▶ Provided data

_ _ _

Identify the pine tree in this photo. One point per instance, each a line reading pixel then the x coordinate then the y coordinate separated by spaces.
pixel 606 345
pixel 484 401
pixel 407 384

_ _ _

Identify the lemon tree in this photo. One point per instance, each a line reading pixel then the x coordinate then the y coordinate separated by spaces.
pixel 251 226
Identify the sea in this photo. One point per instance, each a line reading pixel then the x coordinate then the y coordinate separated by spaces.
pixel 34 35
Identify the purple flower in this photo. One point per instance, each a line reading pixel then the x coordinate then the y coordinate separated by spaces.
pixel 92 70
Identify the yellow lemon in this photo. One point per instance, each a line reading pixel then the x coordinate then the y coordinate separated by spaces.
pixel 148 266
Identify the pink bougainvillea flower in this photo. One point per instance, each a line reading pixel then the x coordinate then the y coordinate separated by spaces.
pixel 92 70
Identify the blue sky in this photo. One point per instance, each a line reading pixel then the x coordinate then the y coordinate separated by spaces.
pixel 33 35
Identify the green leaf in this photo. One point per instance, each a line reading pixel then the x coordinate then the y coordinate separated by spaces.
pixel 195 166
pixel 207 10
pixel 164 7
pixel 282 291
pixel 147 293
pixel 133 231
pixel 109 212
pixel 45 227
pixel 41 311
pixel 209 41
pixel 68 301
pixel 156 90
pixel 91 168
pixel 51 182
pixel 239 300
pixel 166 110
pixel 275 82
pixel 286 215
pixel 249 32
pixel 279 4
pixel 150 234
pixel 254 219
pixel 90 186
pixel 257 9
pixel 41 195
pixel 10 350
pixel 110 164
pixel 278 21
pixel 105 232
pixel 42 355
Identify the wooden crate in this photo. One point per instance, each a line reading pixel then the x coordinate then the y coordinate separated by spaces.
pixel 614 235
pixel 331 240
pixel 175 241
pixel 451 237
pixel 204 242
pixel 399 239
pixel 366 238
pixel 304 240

_ _ _

▶ Task instructions
Shift every coordinate in the answers by -51 and rewrite, line for line, the part of the material above that opens with the line containing "Identify the blue" and closes with the line containing "pixel 33 35". Copy only that part.

▶ Reply to the exercise
Identify the blue sky in this photo. One point per instance, each a line reading pixel then the x coordinate then the y coordinate separated by spaces.
pixel -18 -16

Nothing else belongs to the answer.